* **GEGEVEN TEKST**

────────────────────────────────────────

RAI heeft in navolging van en in lijn met de betreffende wetgeving aan [verzoekster] een loonopschorting aangekondigd en uiteindelijk ook geëffectueerd. Hoewel voorstelbaar is dat dit de nodige stress bij [verzoekster] heeft veroorzaakt, kan niet worden geoordeeld dat RAI verwijtbaar, laat staan ernstig, heeft gehandeld door deze maatregelen in te zetten. Een werknemer heeft tijdens ziekte ook verplichtingen jegens werkgever en kan daarom bijvoorbeeld niet op eigen initiatief afzien van (direct) contact met haar werkgever. Indien zij van mening is dat dit niet van haar gevergd kan worden, had [verzoekster] gebruik moeten maken van de mogelijkheid van een second opinion of deskundigenoordeel. Ook is zij gehouden medewerking te verlenen aan het verstrekken van medische informatie aan de bedrijfsarts zodat die zo goed mogelijk de belastbaarheid kan in schatten. RAI heeft de loonopschorting ook direct beëindigd toen de benodigde stukken werden verstrekt.
4.13.
Gelet op het vorenstaande kan niet worden geoordeeld dat RAI ernstig verwijtbaar heeft gehandeld. Daarbij zijn er ook geen medische rapporten overgelegd waaruit blijkt dat het voortduren van de arbeidsongeschiktheid (tot meer dan 104 weken) het gevolg is geweest van handelen of nalaten door RAI.
4.14.
Het verzoek van [verzoekster] tot toekenning van een billijke vergoeding wordt afgewezen nu niet is gebleken van ernstig verwijtbaar handelen aan de zijde van RAI.
Juridische – en advieskosten
4.15.
Nog daargelaten dat niet gebleken is van ernstig verwijtbaar handelen door RAI bestaat er ook anderszins geen aanleiding om RAI te veroordelen in de werkelijke kosten van [verzoekster] . Een dergelijke vordering kan alleen aan de orde komen indien RAI zich schuldig zou hebben gemaakt aan misbruik van procesrecht of onrechtmatig handelen. Daarvan is echter niet gebleken.
Vakantiedagen
4.16.
[verzoekster] vordert tot slot uitbetaling van opgebouwde maar niet genoten wettelijke vakantie uren over de jaren 2021 (73,4 uur) , 2022 (112 uur) en 2023 (112 uur), te vermeerderen met de wettelijke verhoging en de wettelijke rente. RAI heeft aangevoerd dat zij deze uren heeft afgeschreven omdat [verzoekster] in de betreffende periodes re-integratiemogelijkheden had ofwel ten onrechte niet meewerkte aan haar re-integratie of wel re-integratiemogelijkheden onbenut zou hebben gelaten door zich niet in te spannen. Deze vakantie uren zijn volgens RAI inmiddels vervallen.

────────────────────────────────────────

* **OEFENGEGEVENS**
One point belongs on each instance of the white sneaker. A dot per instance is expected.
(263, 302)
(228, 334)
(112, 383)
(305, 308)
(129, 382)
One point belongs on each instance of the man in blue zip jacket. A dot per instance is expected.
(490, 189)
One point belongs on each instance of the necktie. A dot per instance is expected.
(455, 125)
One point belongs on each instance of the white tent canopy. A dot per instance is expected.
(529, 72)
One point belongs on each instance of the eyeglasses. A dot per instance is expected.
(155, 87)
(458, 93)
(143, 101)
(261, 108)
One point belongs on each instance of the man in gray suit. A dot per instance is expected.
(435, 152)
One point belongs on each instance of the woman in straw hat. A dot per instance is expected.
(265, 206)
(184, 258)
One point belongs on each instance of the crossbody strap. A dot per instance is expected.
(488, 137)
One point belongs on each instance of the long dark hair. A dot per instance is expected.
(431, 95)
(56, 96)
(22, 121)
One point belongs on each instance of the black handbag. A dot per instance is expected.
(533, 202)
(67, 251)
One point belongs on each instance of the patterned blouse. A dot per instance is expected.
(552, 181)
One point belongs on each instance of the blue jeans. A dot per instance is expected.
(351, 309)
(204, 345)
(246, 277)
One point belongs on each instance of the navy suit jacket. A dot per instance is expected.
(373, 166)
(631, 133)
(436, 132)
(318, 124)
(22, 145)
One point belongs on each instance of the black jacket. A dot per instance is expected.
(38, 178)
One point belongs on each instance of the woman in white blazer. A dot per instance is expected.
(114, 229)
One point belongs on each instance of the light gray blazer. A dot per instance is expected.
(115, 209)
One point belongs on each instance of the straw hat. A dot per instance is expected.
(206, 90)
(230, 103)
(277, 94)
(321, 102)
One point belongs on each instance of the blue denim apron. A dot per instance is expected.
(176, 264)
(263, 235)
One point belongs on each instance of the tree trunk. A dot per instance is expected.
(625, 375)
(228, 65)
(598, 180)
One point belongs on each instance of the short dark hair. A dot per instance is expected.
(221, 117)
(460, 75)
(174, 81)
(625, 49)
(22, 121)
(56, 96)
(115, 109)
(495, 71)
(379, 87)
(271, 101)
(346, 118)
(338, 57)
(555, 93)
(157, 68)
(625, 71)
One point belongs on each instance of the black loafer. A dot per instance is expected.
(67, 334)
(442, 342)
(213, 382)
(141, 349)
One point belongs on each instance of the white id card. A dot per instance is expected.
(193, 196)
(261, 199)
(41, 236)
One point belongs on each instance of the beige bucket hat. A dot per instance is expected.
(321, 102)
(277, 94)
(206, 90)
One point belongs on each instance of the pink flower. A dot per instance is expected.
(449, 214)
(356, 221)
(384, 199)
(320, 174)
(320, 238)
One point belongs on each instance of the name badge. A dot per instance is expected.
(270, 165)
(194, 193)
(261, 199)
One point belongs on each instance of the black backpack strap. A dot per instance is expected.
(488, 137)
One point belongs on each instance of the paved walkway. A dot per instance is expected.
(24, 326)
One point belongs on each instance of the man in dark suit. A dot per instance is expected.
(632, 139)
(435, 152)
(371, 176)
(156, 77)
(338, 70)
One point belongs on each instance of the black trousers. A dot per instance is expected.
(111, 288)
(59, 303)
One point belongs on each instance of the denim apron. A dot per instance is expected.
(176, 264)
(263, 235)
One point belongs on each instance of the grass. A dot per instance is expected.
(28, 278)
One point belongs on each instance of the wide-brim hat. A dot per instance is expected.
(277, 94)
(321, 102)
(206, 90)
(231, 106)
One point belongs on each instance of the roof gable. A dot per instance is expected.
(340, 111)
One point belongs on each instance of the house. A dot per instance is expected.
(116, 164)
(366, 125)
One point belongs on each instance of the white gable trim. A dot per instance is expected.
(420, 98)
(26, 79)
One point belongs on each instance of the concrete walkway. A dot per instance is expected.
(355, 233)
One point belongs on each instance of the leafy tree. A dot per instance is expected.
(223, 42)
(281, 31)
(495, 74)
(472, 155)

────────────────────────────────────────

* **VERKEN HET MATERIAAL**
- a) Voor welke jaren wordt in de tekst uitbetaling van niet genoten wettelijke vakantie-uren gevorderd, en om hoeveel uur gaat het per jaar?
- b) Geef het deel van de tekst woordelijk weer, beginnend bij "Gelet op het" en eindigend bij "echter niet gebleken.".
- c) Beantwoord deze vragen over de tekst:
(i) Wanneer heeft RAI de loonopschorting beëindigd?
(ii) Welke rapporten zijn volgens de tekst niet overgelegd?
(iii) In welke twee gevallen kan een veroordeling in de werkelijke kosten aan de orde komen?

* **OPLOSSINGEN PER OPDRACHT**
- a)
2021: 73,4 uur
2022: 112 uur
2023: 112 uur

- b)
Gelet op het vorenstaande kan niet worden geoordeeld dat RAI ernstig verwijtbaar heeft gehandeld. Daarbij zijn er ook geen medische rapporten overgelegd waaruit blijkt dat het voortduren van de arbeidsongeschiktheid (tot meer dan 104 weken) het gevolg is geweest van handelen of nalaten door RAI.
4.14.
Het verzoek van [verzoekster] tot toekenning van een billijke vergoeding wordt afgewezen nu niet is gebleken van ernstig verwijtbaar handelen aan de zijde van RAI.
Juridische – en advieskosten
4.15.
Nog daargelaten dat niet gebleken is van ernstig verwijtbaar handelen door RAI bestaat er ook anderszins geen aanleiding om RAI te veroordelen in de werkelijke kosten van [verzoekster] . Een dergelijke vordering kan alleen aan de orde komen indien RAI zich schuldig zou hebben gemaakt aan misbruik van procesrecht of onrechtmatig handelen. Daarvan is echter niet gebleken.

- c)
(i) Direct toen de benodigde stukken werden verstrekt.
(ii) Medische rapporten waaruit blijkt dat het voortduren van de arbeidsongeschiktheid het gevolg is geweest van handelen of nalaten door RAI.
(iii) Als RAI zich schuldig zou hebben gemaakt aan misbruik van procesrecht of aan onrechtmatig handelen.